Retirement planning can be a tricky and often overwhelming process. One of the most important things to consider is investing in Registered Retirement Savings Plans (RRSPs). RRSPs are tax-sheltered savings plans that give you additional tax benefits over traditional savings plans. They also provide a secure way to save for retirement while reducing your taxable income.

 

IMPORTANT DIFFERENTIATION!

You don't 'buy RRSPs'. Think of the RRSP as the TAX BOX, and the stuff that you can put INSIDE the RRSP are the investments.

 

When using an RRSP to save for retirement, it's important to consider how much you can contribute, how long you can invest, and the types of investments that are available to you.

The amount you can contribute to an RRSP depends on your income and whether you have contributed to an RRSP in the past. Generally, the maximum amount you can contribute each year is 18% of your prior year's earned income up to a maximum of $31,560 for the 2023 tax year. You can also carry forward unused contributions, so if you haven't made any contributions in that time, you can still take advantage of the tax benefits.


What are those tax benefits? An RRSP contribution gives you a TAX DEDUCTION against your earned income. That is, if you earn $75,000 and make a $5,000 RRSP contribution, your taxable income is reduced to $70,000. That means you only pay tax on $70,000 instead of $75,000.

In this circumstance, the higher your income, the more of an advantage this can be to you, as you will likely be at a much higher marginal tax bracket. The more income you make, the more significan that tax deduction can become. For example, the highest wage earners in Ontario would receive a tax deduction of 53.53% on any RRSP contributions made on income over $235,675 in 2023.

Working Example? Lets say you've been at a low paying job for a while, and have not been able to afford making RRSP contributions. Despite not having done so, you are still accumulating RRSP contribution room even if you haven't been making any savings into your RRSP. This amount can be found on your last Notice of Assessment from your most recently filed tax return.

** Written instruction 1 **
How many lines of the records contain the string "sign"? Reply with the number only.

** Exercise material **
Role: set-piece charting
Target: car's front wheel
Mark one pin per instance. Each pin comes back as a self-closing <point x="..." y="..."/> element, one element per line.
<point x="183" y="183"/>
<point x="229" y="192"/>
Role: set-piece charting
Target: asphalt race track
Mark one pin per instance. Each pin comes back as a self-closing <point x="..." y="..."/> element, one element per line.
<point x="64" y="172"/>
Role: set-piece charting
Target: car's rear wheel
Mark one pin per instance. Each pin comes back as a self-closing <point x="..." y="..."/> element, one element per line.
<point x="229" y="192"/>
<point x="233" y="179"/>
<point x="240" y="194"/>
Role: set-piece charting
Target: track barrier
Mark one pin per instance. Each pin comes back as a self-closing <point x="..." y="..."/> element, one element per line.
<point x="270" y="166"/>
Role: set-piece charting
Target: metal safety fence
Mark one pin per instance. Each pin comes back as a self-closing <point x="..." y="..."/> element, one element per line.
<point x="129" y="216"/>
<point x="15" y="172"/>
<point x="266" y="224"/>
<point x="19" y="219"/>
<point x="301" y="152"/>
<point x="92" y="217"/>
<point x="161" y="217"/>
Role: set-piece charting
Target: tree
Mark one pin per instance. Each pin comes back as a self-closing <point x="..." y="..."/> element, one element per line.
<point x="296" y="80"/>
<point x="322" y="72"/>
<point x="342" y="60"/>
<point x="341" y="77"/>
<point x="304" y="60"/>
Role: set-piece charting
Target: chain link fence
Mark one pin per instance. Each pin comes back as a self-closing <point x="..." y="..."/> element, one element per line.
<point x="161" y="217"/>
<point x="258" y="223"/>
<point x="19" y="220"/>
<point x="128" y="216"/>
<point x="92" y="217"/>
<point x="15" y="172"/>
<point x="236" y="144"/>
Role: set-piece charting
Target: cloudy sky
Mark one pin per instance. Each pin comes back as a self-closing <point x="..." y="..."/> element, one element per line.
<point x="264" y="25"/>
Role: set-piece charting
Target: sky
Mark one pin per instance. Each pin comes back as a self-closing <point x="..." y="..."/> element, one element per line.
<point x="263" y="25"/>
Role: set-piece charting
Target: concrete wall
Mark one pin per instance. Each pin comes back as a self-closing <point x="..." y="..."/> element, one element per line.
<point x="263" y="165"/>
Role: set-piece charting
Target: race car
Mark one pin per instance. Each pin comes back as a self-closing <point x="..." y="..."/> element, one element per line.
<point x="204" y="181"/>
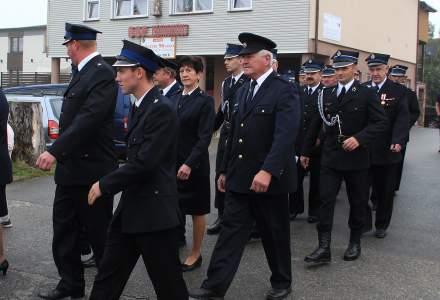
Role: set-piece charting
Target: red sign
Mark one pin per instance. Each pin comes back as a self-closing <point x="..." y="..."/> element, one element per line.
<point x="158" y="31"/>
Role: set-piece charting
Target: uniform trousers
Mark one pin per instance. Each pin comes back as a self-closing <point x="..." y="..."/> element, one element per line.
<point x="71" y="213"/>
<point x="383" y="180"/>
<point x="296" y="199"/>
<point x="356" y="182"/>
<point x="272" y="218"/>
<point x="160" y="253"/>
<point x="3" y="203"/>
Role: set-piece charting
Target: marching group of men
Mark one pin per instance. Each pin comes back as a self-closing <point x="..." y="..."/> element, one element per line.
<point x="272" y="133"/>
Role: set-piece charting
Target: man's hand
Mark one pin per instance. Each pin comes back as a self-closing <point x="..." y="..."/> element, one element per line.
<point x="221" y="183"/>
<point x="350" y="144"/>
<point x="45" y="161"/>
<point x="304" y="161"/>
<point x="184" y="172"/>
<point x="396" y="148"/>
<point x="261" y="182"/>
<point x="94" y="193"/>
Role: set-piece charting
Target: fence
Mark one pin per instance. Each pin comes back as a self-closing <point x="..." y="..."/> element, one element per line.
<point x="14" y="78"/>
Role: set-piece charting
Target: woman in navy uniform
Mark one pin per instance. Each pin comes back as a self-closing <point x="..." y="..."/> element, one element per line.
<point x="195" y="112"/>
<point x="6" y="171"/>
<point x="146" y="220"/>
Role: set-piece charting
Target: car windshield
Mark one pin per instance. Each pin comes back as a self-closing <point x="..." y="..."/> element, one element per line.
<point x="56" y="104"/>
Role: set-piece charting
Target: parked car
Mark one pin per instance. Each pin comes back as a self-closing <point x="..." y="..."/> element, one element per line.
<point x="50" y="92"/>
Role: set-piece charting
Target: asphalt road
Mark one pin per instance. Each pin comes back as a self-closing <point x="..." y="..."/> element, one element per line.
<point x="404" y="265"/>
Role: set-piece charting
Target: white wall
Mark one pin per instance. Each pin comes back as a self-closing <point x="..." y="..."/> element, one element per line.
<point x="285" y="21"/>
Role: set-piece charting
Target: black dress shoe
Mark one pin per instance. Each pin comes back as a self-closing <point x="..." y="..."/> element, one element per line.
<point x="312" y="219"/>
<point x="195" y="265"/>
<point x="60" y="294"/>
<point x="204" y="294"/>
<point x="353" y="251"/>
<point x="89" y="263"/>
<point x="215" y="228"/>
<point x="278" y="294"/>
<point x="380" y="233"/>
<point x="4" y="267"/>
<point x="322" y="254"/>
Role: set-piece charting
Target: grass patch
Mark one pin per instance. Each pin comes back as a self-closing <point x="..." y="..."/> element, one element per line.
<point x="23" y="171"/>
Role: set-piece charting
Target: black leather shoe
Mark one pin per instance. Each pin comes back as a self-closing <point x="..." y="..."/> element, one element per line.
<point x="312" y="219"/>
<point x="89" y="263"/>
<point x="278" y="294"/>
<point x="215" y="227"/>
<point x="380" y="233"/>
<point x="204" y="294"/>
<point x="353" y="251"/>
<point x="60" y="294"/>
<point x="195" y="265"/>
<point x="321" y="254"/>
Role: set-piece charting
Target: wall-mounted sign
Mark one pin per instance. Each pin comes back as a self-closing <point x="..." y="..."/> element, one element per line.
<point x="158" y="31"/>
<point x="332" y="27"/>
<point x="164" y="47"/>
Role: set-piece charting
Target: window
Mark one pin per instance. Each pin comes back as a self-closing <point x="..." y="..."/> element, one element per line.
<point x="192" y="6"/>
<point x="16" y="45"/>
<point x="92" y="10"/>
<point x="130" y="8"/>
<point x="240" y="4"/>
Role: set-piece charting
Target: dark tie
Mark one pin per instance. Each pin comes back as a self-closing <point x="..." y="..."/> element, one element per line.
<point x="341" y="94"/>
<point x="251" y="90"/>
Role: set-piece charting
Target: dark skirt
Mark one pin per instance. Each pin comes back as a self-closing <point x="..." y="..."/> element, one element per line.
<point x="195" y="194"/>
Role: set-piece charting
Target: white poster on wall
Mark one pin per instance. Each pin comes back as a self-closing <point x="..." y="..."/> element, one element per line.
<point x="164" y="47"/>
<point x="332" y="27"/>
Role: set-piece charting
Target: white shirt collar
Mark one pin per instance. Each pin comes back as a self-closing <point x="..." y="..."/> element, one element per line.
<point x="380" y="85"/>
<point x="347" y="86"/>
<point x="86" y="60"/>
<point x="168" y="88"/>
<point x="139" y="101"/>
<point x="183" y="93"/>
<point x="261" y="79"/>
<point x="313" y="87"/>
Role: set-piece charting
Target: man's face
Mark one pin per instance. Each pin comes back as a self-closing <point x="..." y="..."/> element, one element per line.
<point x="255" y="65"/>
<point x="345" y="74"/>
<point x="233" y="64"/>
<point x="312" y="79"/>
<point x="378" y="73"/>
<point x="128" y="79"/>
<point x="328" y="81"/>
<point x="161" y="78"/>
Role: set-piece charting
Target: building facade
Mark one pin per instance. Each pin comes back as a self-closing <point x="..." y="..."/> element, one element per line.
<point x="203" y="27"/>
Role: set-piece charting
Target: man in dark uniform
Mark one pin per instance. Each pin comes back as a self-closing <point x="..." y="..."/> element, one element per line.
<point x="353" y="118"/>
<point x="222" y="120"/>
<point x="165" y="78"/>
<point x="84" y="152"/>
<point x="260" y="172"/>
<point x="309" y="101"/>
<point x="386" y="148"/>
<point x="146" y="219"/>
<point x="398" y="74"/>
<point x="329" y="76"/>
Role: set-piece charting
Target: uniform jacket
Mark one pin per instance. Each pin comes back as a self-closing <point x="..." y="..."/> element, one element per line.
<point x="263" y="134"/>
<point x="195" y="114"/>
<point x="309" y="111"/>
<point x="148" y="179"/>
<point x="223" y="115"/>
<point x="361" y="116"/>
<point x="5" y="161"/>
<point x="392" y="97"/>
<point x="175" y="89"/>
<point x="84" y="149"/>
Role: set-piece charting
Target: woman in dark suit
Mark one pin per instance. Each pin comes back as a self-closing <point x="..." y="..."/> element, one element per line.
<point x="195" y="111"/>
<point x="5" y="173"/>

** Written instruction 2 **
In the RRSP text, what is the maximum contribution for the 2023 tax year?

** Written answer 1 **
2

** Written answer 2 **
$31,560